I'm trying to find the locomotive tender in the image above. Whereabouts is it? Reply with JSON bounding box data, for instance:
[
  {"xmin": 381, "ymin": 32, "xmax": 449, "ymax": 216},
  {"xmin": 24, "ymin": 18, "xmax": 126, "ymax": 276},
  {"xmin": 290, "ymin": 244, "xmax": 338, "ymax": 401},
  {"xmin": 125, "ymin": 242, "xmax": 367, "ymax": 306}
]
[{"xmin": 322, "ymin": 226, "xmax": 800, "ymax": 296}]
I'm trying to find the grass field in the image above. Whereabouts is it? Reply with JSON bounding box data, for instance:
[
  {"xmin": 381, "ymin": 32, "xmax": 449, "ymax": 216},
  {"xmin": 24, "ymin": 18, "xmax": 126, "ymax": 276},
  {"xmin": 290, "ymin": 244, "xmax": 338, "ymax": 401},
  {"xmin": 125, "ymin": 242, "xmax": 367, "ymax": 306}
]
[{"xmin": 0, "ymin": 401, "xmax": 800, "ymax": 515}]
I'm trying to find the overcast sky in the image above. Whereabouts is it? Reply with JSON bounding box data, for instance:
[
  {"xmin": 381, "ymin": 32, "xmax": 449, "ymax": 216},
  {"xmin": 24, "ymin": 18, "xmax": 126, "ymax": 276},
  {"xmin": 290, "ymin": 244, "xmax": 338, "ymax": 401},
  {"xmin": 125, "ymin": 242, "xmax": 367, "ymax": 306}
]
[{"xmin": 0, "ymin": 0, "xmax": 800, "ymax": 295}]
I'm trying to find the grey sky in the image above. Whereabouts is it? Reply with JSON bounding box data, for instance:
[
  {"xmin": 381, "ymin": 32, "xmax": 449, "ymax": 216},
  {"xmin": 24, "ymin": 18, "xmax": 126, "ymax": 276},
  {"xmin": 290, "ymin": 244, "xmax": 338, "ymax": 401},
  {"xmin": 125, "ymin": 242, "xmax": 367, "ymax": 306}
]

Description of the task -> Please state how many lines in the records above contain the string "bounding". Reply with the number alone.

Solution to this task -> 4